What is required: Report every line of the material below that contains the string "tail", copying each one in full. Treat case as significant.

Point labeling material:
○ ○ ○

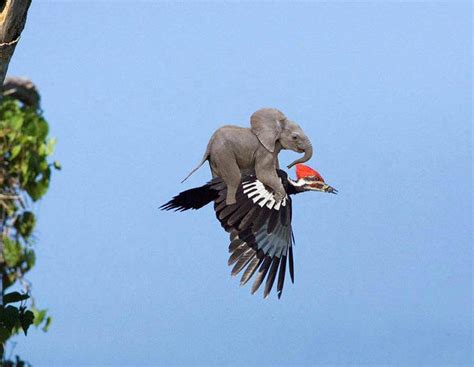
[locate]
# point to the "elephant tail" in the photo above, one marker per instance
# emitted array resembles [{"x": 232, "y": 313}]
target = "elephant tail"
[{"x": 204, "y": 159}]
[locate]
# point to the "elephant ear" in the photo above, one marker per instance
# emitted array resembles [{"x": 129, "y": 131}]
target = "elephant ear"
[{"x": 266, "y": 129}]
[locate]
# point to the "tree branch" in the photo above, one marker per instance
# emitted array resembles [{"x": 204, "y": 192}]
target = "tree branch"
[{"x": 12, "y": 21}]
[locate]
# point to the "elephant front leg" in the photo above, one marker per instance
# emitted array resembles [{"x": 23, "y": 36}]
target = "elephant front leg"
[
  {"x": 229, "y": 171},
  {"x": 266, "y": 173}
]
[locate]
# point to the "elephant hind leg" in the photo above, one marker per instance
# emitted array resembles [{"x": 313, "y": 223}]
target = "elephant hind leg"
[{"x": 230, "y": 174}]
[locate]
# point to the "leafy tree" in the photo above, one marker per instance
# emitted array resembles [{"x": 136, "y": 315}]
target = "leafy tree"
[{"x": 25, "y": 174}]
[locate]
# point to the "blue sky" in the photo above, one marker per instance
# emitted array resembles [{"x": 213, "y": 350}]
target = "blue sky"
[{"x": 134, "y": 91}]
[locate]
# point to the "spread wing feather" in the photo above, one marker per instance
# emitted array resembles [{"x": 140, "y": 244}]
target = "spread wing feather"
[{"x": 260, "y": 233}]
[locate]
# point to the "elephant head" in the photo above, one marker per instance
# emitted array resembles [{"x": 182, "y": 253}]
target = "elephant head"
[{"x": 271, "y": 125}]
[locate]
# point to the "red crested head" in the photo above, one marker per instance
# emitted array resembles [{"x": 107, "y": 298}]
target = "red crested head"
[{"x": 303, "y": 171}]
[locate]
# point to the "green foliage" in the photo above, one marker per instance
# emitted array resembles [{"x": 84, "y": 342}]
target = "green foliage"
[{"x": 25, "y": 175}]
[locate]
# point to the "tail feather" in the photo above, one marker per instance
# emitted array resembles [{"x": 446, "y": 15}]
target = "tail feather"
[{"x": 191, "y": 199}]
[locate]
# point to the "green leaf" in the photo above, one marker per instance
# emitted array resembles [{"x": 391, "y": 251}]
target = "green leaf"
[
  {"x": 9, "y": 316},
  {"x": 15, "y": 151},
  {"x": 26, "y": 319},
  {"x": 14, "y": 297},
  {"x": 5, "y": 334}
]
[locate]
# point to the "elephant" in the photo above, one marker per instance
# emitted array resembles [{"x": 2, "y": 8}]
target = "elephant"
[{"x": 233, "y": 149}]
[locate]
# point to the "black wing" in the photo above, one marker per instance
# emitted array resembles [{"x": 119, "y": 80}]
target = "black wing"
[
  {"x": 261, "y": 234},
  {"x": 195, "y": 198}
]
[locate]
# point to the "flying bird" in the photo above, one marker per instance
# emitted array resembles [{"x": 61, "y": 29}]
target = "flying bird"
[{"x": 261, "y": 236}]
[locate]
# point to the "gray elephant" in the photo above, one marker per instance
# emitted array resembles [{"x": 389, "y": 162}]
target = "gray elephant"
[{"x": 233, "y": 149}]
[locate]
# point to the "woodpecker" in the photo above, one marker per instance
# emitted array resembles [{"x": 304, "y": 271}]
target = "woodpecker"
[{"x": 260, "y": 230}]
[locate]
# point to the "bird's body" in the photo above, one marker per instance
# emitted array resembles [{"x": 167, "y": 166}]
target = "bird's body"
[{"x": 261, "y": 236}]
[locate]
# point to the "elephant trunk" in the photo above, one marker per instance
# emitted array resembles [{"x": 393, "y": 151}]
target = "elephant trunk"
[{"x": 308, "y": 153}]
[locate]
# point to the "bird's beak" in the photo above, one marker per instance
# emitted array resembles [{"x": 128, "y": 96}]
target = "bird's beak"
[{"x": 323, "y": 187}]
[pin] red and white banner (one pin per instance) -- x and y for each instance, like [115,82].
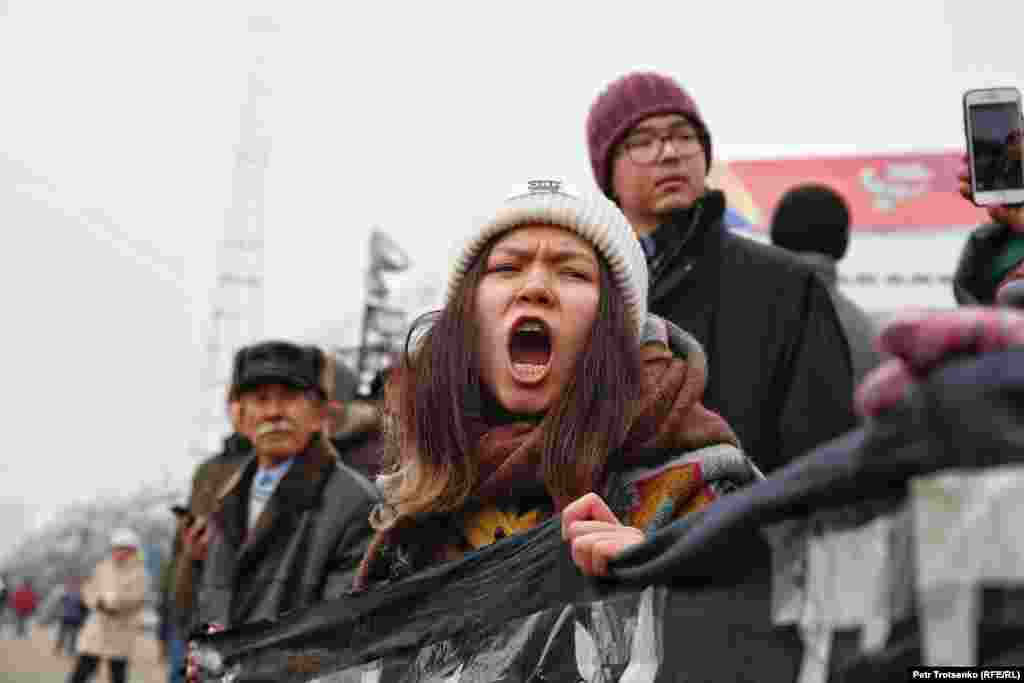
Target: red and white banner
[886,193]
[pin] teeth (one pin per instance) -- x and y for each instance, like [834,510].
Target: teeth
[528,370]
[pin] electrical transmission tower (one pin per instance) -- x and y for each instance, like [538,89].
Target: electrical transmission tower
[237,299]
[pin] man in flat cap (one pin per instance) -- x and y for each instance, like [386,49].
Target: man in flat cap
[290,525]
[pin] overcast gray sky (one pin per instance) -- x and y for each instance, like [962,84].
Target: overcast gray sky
[119,121]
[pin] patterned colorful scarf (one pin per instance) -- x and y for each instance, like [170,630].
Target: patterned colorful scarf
[670,418]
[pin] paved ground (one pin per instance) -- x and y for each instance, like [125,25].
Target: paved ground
[32,660]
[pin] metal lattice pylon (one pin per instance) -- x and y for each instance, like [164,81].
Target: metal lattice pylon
[237,299]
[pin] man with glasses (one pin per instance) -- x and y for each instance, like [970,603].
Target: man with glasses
[289,528]
[779,369]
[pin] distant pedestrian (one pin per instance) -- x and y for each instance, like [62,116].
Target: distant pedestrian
[115,594]
[812,221]
[25,600]
[73,613]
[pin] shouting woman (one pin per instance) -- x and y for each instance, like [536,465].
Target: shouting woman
[544,388]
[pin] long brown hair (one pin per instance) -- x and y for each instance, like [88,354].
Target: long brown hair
[431,402]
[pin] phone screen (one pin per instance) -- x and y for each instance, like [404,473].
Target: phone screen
[996,146]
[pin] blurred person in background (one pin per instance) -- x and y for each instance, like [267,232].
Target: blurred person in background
[289,527]
[172,645]
[352,423]
[72,613]
[813,222]
[990,269]
[115,595]
[24,601]
[192,537]
[779,367]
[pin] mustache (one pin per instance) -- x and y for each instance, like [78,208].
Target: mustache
[272,426]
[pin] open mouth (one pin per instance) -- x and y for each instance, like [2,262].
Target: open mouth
[529,349]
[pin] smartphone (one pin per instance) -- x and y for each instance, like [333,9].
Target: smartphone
[992,124]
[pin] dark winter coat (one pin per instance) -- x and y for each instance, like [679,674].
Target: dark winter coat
[208,479]
[304,547]
[971,282]
[857,325]
[779,367]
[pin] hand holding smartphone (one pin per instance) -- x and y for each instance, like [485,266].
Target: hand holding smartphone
[992,124]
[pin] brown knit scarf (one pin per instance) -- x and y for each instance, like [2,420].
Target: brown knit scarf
[670,418]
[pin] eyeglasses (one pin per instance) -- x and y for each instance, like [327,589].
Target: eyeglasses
[644,148]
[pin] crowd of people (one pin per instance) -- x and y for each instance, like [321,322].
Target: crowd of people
[615,361]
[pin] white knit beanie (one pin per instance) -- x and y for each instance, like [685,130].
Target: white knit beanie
[592,217]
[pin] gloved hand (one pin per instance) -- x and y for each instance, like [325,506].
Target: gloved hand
[921,342]
[194,667]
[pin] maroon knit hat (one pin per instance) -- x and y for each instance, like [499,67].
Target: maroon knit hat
[627,101]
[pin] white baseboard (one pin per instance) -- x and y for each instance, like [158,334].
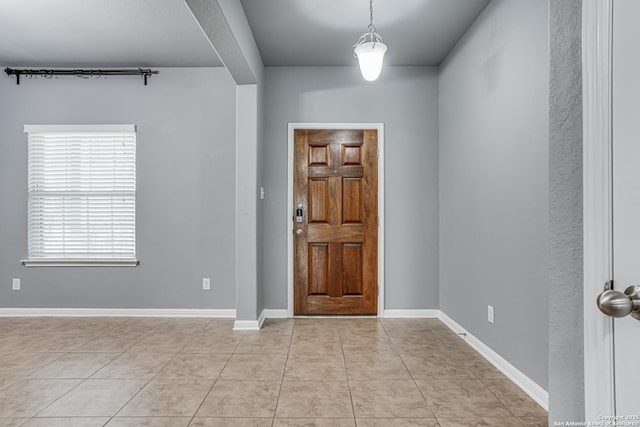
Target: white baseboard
[116,312]
[407,314]
[276,313]
[537,393]
[249,325]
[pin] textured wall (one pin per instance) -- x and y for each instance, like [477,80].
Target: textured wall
[494,182]
[566,379]
[185,183]
[405,99]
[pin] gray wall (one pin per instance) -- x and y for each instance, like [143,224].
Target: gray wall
[405,99]
[185,191]
[566,361]
[494,182]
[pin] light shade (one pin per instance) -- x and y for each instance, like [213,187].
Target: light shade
[370,56]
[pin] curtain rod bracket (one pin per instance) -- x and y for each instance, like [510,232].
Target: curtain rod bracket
[144,72]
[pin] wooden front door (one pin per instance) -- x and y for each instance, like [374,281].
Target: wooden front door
[335,189]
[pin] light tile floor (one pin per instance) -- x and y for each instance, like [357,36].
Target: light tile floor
[161,372]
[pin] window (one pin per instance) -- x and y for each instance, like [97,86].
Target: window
[82,195]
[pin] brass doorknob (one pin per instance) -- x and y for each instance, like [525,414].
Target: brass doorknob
[617,304]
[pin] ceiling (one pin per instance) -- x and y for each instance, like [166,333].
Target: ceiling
[102,33]
[322,32]
[163,33]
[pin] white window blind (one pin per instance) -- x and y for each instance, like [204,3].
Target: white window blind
[82,194]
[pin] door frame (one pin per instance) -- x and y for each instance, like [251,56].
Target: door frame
[290,255]
[599,387]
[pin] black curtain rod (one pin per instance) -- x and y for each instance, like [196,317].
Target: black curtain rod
[144,72]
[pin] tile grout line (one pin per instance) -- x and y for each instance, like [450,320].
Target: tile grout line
[286,362]
[346,371]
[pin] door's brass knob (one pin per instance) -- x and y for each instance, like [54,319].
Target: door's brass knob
[618,304]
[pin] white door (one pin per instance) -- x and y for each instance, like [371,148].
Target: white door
[626,198]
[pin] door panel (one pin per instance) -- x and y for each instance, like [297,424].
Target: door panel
[336,244]
[626,198]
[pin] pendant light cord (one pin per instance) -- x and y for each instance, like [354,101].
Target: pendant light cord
[371,27]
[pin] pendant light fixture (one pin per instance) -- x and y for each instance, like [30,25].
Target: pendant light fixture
[370,50]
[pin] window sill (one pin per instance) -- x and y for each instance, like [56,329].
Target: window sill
[80,262]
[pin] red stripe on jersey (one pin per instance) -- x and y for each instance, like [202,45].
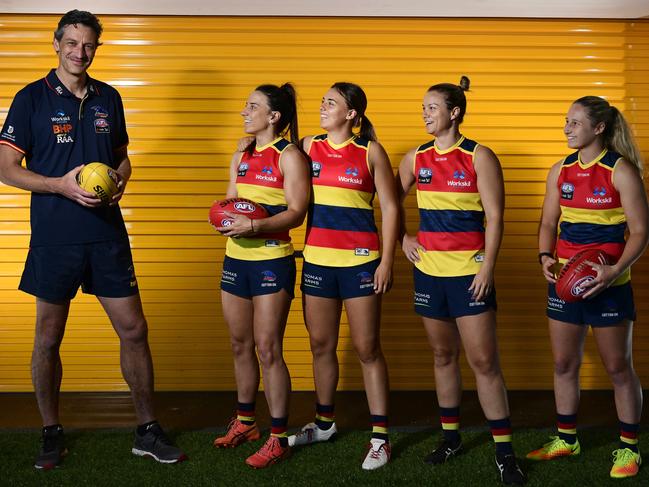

○ ○ ○

Finished answer:
# point to the "elephant tail" in the photo above, one marker per instance
target = "elephant tail"
# point to the "tail feather" in the photo above, one marker per instance
target = "tail feather"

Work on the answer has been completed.